### [GOALS]
1. In the model-making interview, how large was the ship crash model built for Men in Black?
2. Retype everything from "Lorne in his" down to "will ever happen?" in the model-making interview, keeping every word and mark unchanged.

### [TEXT SECTION]
A – It was gratifying as a whole.  It's still very satisfying.  One of the ways I compare it is by the time you reach Sith some people would ask is it better to work on something like Mustafar or better to work on, say an X-Wing.  Well, an X-Wing is like your individual effort, it requires two or three people, but no one or two people can make the pyramids at Cheops, so you have all these people doing this massive co-ordinated thing costing more than the most expensive Ferrari there is and then you achieve this thing and you step back and see it in the film, and their jaws drop and they're amazed, so there's a great satisfaction in that kind of thing too.  It does sometimes tend to be physically harder, that's true, there's more up ladders and down here and things swinging and sculpting and that kind of thing.  Not that we don't sometimes do smaller things too.  One time on Men in Black they needed a close up of a cats neck, and you can't hold a cat still so I went and got reindeer fur, and reindeer fur is really thick and the underneath part of a reindeer is creamy white which this cat was creamy white around the collar.  Then we made a large jewel and this thing was only 18 inches across, but that was a detail that had to be done, so we don't always make big things but in the same movie we were doing the crash into the earth, the two guys were standing there as the ship comes crashing into the earth.  And that was very big, it was the size of Mustafar really, it was sixty feet long and twenty feet wide.

 

Lorne in his cameo role as Osleo Prennert from A New Hope

Q – Do you think the day will ever come where CGI effects supercede model making, or do you think there's always going to be the need for the practical, from a directors point of view, so they can look and direct around?  Do you think that will ever happen?

 

A - Well it already seems like the obituaries being written, at least right now.  It never did fifteen years ago, but it's always being predicted and years come around and that's not the case.  But there is this thing, younger and younger directors are unfamiliar with model work really but they're very familiar with CG. And CG, even though it costs more money the iterations of everything you're doing, if you want to make a hot pink, you push the hot pink button and that kind of thing.  That can be very appealing to a director who has many things on his plate.  It's like 'At least that I can can have control over'. So there is that tendency that younger directors who are not familiar with models at all and what they can do, they can more easily be on the premises and point and say 'Do this, do that', it's more like growing crystals in a cave, it happens over a period of time, you have to put a bit of trust there. but who knows, maybe it will swing back.  I'm not absolutely sure, younger people when they see a film like Beowulf are not critical in the same way that older people are.

### [LISTED ENTRIES]
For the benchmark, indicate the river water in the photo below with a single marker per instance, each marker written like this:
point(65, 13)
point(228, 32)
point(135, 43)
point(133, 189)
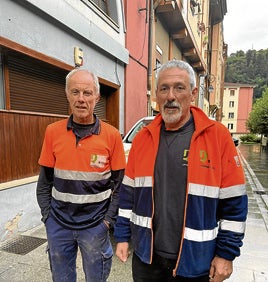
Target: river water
point(257, 158)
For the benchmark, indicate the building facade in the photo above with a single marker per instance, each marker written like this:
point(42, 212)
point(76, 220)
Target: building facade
point(237, 104)
point(40, 42)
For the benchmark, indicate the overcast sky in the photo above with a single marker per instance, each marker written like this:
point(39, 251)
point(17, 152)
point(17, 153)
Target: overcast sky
point(246, 25)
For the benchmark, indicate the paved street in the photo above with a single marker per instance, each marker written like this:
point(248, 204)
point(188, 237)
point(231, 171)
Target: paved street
point(251, 266)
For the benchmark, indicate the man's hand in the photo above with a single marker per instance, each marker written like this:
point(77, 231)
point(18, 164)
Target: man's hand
point(220, 269)
point(122, 251)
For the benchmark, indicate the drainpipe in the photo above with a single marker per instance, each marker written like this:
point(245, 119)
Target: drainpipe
point(150, 43)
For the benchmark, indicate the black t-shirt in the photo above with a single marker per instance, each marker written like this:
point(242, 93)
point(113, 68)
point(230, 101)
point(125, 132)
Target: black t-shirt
point(170, 188)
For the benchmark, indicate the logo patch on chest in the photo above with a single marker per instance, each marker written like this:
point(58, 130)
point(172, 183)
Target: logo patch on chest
point(98, 160)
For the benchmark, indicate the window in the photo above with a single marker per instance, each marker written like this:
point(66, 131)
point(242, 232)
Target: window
point(230, 126)
point(231, 104)
point(231, 115)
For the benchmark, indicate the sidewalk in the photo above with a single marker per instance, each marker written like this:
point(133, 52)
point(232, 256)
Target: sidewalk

### [EXERCISE SOLUTIONS]
1. It was sixty feet long and twenty feet wide.

2.
Lorne in his cameo role as Osleo Prennert from A New Hope

Q – Do you think the day will ever come where CGI effects supercede model making, or do you think there's always going to be the need for the practical, from a directors point of view, so they can look and direct around?  Do you think that will ever happen?